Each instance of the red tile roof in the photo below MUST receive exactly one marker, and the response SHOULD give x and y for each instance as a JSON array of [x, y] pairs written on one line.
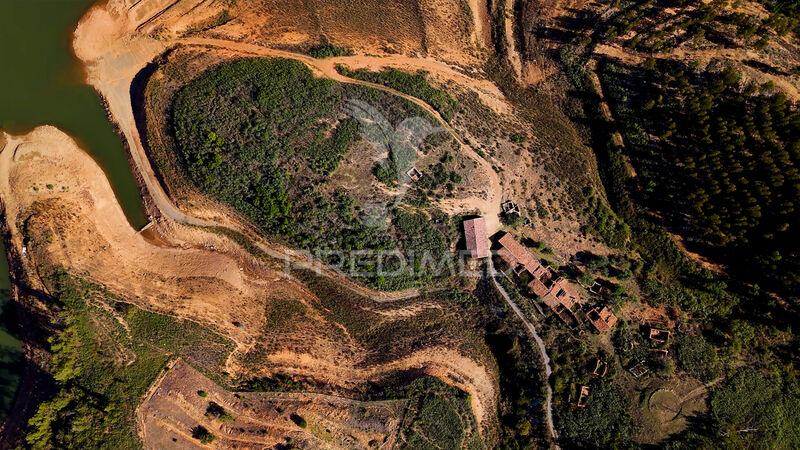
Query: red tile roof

==

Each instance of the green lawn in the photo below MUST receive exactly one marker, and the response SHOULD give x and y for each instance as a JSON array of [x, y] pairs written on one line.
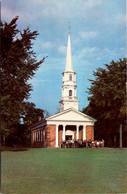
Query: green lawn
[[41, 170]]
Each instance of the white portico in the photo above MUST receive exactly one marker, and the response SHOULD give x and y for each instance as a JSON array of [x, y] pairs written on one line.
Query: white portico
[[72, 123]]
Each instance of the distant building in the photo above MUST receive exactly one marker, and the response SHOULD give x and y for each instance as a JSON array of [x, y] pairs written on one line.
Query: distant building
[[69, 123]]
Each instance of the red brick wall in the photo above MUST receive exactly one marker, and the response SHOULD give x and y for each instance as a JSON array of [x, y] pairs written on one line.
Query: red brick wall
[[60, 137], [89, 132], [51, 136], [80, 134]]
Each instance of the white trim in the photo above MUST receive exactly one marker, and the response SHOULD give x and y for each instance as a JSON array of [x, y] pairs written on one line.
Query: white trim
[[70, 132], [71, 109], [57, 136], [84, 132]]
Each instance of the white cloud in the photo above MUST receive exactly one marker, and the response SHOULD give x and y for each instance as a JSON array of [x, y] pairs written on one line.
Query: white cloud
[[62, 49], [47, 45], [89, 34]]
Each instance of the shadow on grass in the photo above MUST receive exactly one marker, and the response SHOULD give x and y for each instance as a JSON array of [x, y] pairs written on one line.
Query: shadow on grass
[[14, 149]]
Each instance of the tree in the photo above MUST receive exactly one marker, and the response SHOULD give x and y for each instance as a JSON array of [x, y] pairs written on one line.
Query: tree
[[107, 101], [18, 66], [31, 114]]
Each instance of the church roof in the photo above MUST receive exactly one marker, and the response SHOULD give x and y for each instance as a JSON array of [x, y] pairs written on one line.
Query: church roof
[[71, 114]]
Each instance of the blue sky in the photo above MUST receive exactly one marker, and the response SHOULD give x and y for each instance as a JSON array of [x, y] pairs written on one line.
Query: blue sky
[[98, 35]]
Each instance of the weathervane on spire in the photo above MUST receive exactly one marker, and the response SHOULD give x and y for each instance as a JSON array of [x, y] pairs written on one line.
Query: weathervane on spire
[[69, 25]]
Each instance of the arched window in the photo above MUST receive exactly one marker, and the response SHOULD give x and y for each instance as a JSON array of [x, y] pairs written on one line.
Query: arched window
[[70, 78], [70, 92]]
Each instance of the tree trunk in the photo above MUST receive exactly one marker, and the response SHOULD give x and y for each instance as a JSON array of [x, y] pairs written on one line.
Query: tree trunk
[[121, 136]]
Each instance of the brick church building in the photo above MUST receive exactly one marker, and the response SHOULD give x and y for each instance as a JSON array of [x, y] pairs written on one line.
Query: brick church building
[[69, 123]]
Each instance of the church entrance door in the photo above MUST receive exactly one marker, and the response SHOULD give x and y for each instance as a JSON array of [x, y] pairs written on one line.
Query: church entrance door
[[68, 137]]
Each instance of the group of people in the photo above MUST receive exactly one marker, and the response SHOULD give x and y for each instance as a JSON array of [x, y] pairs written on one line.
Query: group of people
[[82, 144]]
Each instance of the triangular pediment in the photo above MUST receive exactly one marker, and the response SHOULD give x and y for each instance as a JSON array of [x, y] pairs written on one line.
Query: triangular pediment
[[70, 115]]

WHAT TO DO:
Please output everything from the line containing "Each instance of the white portico" down to the line containing "[[14, 149]]", both ends included, as a JSON list of strings with one string per line and blank lines left out.

RESULT OF THIS TASK:
[
  "Each instance of the white portico in the photo above MUST receive exactly one marker, and the response SHOULD give x and y for each instance as a JSON array of [x, y] pairs written on one line.",
  "Query: white portico",
  "[[72, 123]]",
  "Each instance of the distant building in the photo above MUST receive exactly one marker, and the response SHOULD give x and y for each instance as a JSON array of [x, y] pairs written on one line.",
  "Query: distant building",
  "[[69, 123]]",
  "Each instance of the red brick wall in the photo above MUST receive exactly one marker, and the response SHOULD give x and y for each instance as a JSON array of [x, y] pairs written on one line.",
  "Query: red brick wall",
  "[[60, 137], [89, 132], [51, 136], [80, 134]]",
  "Each instance of the white trim in the photo above MUST receive exactly one marker, and the response SHOULD give x and y for each instance as a JSON array of [x, y] pairs written on one line.",
  "Query: white trim",
  "[[70, 132], [71, 109], [57, 136], [84, 132]]",
  "Each instance of the white cloud in the photo above MUST receive exactly one marker, and the response SHOULD give x and y for each instance as a JSON array of [x, y] pairs written on one line.",
  "Query: white cloud",
  "[[62, 49], [47, 45], [89, 34]]",
  "Each instance of the shadow on grass in the photo above MUST receive exactly one marker, and the response SHOULD give x and y for each instance as a JSON array of [x, y] pairs written on one line.",
  "Query: shadow on grass",
  "[[14, 149]]"
]